Rewrite these records with "formatted sample" renamed to "formatted example" everywhere, keeping everything else the same, and omit the pictures from your answer.

------ Records shown ------

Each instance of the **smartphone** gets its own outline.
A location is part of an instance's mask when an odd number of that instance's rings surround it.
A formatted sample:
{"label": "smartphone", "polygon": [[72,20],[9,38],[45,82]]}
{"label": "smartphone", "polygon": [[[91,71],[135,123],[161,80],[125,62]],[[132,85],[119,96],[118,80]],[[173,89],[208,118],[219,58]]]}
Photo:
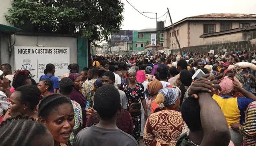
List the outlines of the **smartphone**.
{"label": "smartphone", "polygon": [[202,70],[201,69],[198,69],[195,74],[194,74],[194,75],[192,76],[192,79],[195,81],[196,80],[202,77],[202,76],[203,76],[204,74],[205,74],[203,70]]}

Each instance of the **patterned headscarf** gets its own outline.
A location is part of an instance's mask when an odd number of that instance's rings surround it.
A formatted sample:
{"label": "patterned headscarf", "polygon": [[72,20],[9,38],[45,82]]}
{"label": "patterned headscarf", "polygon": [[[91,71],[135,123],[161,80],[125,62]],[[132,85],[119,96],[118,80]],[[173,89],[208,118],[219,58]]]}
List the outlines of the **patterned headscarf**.
{"label": "patterned headscarf", "polygon": [[158,93],[163,88],[161,82],[157,80],[154,80],[150,82],[147,86],[147,89],[150,95],[153,96]]}
{"label": "patterned headscarf", "polygon": [[131,73],[136,73],[136,70],[135,69],[135,68],[134,67],[132,67],[129,69],[129,70],[128,70],[128,74]]}
{"label": "patterned headscarf", "polygon": [[147,66],[146,68],[145,69],[146,73],[150,73],[152,70],[152,67],[150,66]]}
{"label": "patterned headscarf", "polygon": [[74,82],[76,78],[80,76],[80,74],[79,73],[71,73],[68,76],[68,78],[71,79],[73,82]]}
{"label": "patterned headscarf", "polygon": [[[159,91],[158,93],[162,94],[164,98],[164,101],[163,102],[162,100],[158,99],[158,97],[161,98],[161,96],[159,97],[158,95],[157,97],[156,102],[157,104],[159,105],[160,108],[165,107],[166,107],[168,105],[175,104],[180,95],[180,93],[178,90],[172,88],[166,88],[162,89]],[[158,94],[158,95],[161,95],[161,94]]]}
{"label": "patterned headscarf", "polygon": [[94,86],[96,87],[97,88],[99,88],[102,86],[102,82],[101,81],[101,79],[98,79],[95,82],[94,84]]}
{"label": "patterned headscarf", "polygon": [[227,94],[233,91],[233,81],[229,78],[228,77],[224,77],[222,79],[219,85],[221,87],[221,93],[222,94]]}

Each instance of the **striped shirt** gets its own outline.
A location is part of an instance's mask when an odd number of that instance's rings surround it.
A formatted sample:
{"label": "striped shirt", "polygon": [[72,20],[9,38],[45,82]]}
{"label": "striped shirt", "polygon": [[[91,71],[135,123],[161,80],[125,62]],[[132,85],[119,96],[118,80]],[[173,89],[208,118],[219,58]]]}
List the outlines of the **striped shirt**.
{"label": "striped shirt", "polygon": [[255,146],[256,143],[256,101],[250,103],[246,111],[245,124],[239,127],[244,135],[242,146]]}

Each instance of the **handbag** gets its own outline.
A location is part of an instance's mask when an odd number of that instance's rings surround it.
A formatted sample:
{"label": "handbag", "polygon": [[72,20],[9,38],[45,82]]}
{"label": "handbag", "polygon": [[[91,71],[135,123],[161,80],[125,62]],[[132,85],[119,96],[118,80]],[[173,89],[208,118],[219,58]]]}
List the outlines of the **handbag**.
{"label": "handbag", "polygon": [[140,103],[132,103],[130,105],[129,108],[129,111],[132,115],[138,115],[140,114],[141,110],[141,105]]}

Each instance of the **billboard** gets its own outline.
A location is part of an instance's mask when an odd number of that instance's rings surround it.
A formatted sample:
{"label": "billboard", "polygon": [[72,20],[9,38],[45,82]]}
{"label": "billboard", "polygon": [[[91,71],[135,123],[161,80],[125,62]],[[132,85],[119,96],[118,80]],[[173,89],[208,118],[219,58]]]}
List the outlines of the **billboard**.
{"label": "billboard", "polygon": [[44,75],[44,71],[48,64],[55,66],[54,76],[59,81],[61,75],[69,73],[69,48],[15,46],[14,57],[16,70],[29,70],[37,82]]}
{"label": "billboard", "polygon": [[132,30],[121,30],[118,33],[115,33],[111,35],[111,41],[132,41]]}
{"label": "billboard", "polygon": [[151,46],[156,46],[157,43],[157,34],[151,34]]}

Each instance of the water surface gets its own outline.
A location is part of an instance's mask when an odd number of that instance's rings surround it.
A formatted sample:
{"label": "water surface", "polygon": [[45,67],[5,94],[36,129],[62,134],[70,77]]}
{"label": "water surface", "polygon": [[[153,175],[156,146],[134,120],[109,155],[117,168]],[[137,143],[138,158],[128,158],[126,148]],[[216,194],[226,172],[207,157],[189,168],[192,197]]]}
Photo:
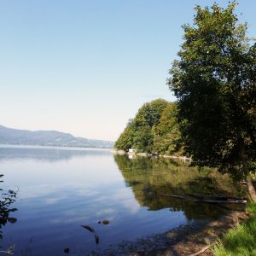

------

*Problem solution*
Each instance of the **smartphone** gets its own outline.
A location is part of an instance's mask when an odd number of that instance's rings surround it.
A formatted example:
{"label": "smartphone", "polygon": [[72,20],[9,38],[45,82]]}
{"label": "smartphone", "polygon": [[[91,71],[135,123],[161,80],[125,62]],[[132,85],[119,96],[118,80]],[[173,89],[208,118],[219,58]]]}
Photo:
List the outlines of the **smartphone**.
{"label": "smartphone", "polygon": [[202,70],[201,69],[198,69],[195,74],[194,74],[194,75],[192,76],[192,79],[195,81],[196,80],[202,77],[202,76],[203,76],[204,74],[205,74],[203,70]]}

Each instance of the **patterned headscarf** gets its own outline.
A location is part of an instance's mask when an odd number of that instance's rings surround it.
A formatted example:
{"label": "patterned headscarf", "polygon": [[72,20],[9,38],[45,82]]}
{"label": "patterned headscarf", "polygon": [[[91,71],[135,123],[161,80],[125,62]],[[132,85],[119,96],[118,80]],[[173,89],[208,118],[219,58]]]}
List the outlines of the **patterned headscarf**.
{"label": "patterned headscarf", "polygon": [[158,93],[163,88],[161,82],[157,80],[154,80],[150,82],[147,86],[147,89],[150,95],[153,96]]}
{"label": "patterned headscarf", "polygon": [[131,73],[136,73],[136,70],[135,69],[135,68],[134,67],[132,67],[129,69],[129,70],[128,70],[128,74]]}
{"label": "patterned headscarf", "polygon": [[147,66],[146,68],[145,69],[146,73],[150,73],[152,70],[152,67],[150,66]]}
{"label": "patterned headscarf", "polygon": [[74,82],[76,78],[80,76],[80,74],[79,73],[71,73],[68,76],[68,78],[71,79],[73,82]]}
{"label": "patterned headscarf", "polygon": [[[159,91],[158,93],[162,94],[164,98],[164,101],[163,102],[162,100],[158,99],[158,97],[161,98],[161,96],[159,97],[158,95],[157,97],[156,102],[157,104],[159,105],[160,108],[165,107],[166,107],[168,105],[175,104],[180,95],[180,93],[178,90],[172,88],[166,88],[162,89]],[[158,94],[158,95],[161,95],[161,94]]]}
{"label": "patterned headscarf", "polygon": [[94,86],[96,87],[97,88],[99,88],[102,86],[102,82],[101,81],[101,79],[98,79],[95,82],[94,84]]}
{"label": "patterned headscarf", "polygon": [[227,94],[233,91],[233,81],[229,78],[228,77],[224,77],[222,79],[219,85],[221,87],[221,93],[222,94]]}

Each instance of the **striped shirt** gets its own outline.
A location is part of an instance's mask when an odd number of that instance's rings surround it.
A formatted example:
{"label": "striped shirt", "polygon": [[72,20],[9,38],[45,82]]}
{"label": "striped shirt", "polygon": [[[91,71],[135,123],[161,80],[125,62]],[[132,85],[119,96],[118,80]],[[173,89],[208,118],[219,58]]]}
List the outlines of the **striped shirt**.
{"label": "striped shirt", "polygon": [[255,146],[256,143],[256,101],[250,103],[246,111],[245,124],[239,127],[244,135],[242,146]]}

Each instance of the **handbag** gets its own outline.
A location is part of an instance's mask when an odd number of that instance's rings surround it.
A formatted example:
{"label": "handbag", "polygon": [[72,20],[9,38],[45,82]]}
{"label": "handbag", "polygon": [[[91,71],[135,123],[161,80],[125,62]],[[132,85],[119,96],[118,80]],[[173,89],[208,118],[219,58]]]}
List the outlines of the **handbag**.
{"label": "handbag", "polygon": [[140,103],[132,103],[130,105],[129,108],[129,111],[132,115],[138,115],[140,114],[141,110],[141,105]]}

Each instance of the **billboard** gets its own outline.
A location is part of an instance's mask when an odd number of that instance's rings surround it.
A formatted example:
{"label": "billboard", "polygon": [[72,20],[9,38],[45,82]]}
{"label": "billboard", "polygon": [[[91,71],[135,123],[161,80],[125,62]],[[132,85],[119,96],[118,80]],[[173,89],[208,118],[219,58]]]}
List the outlines of the **billboard**.
{"label": "billboard", "polygon": [[44,75],[44,71],[48,64],[55,66],[54,76],[59,81],[61,75],[69,73],[69,48],[15,46],[14,57],[16,70],[29,70],[37,82]]}
{"label": "billboard", "polygon": [[132,30],[121,30],[118,33],[115,33],[111,35],[111,41],[132,41]]}
{"label": "billboard", "polygon": [[151,46],[156,46],[157,43],[157,34],[151,34]]}

Each instance of the water surface gets its own outline.
A location is part of an instance's mask when an odd number of that instance's rings surround it.
A formatted example:
{"label": "water surface", "polygon": [[45,67],[5,94],[36,129],[62,134],[70,77]]}
{"label": "water surface", "polygon": [[[153,175],[156,146],[134,120],[109,155],[117,168]],[[137,143],[138,158],[128,158],[126,148]],[[216,194],[226,172],[207,157],[189,168],[192,197]]]}
Photo:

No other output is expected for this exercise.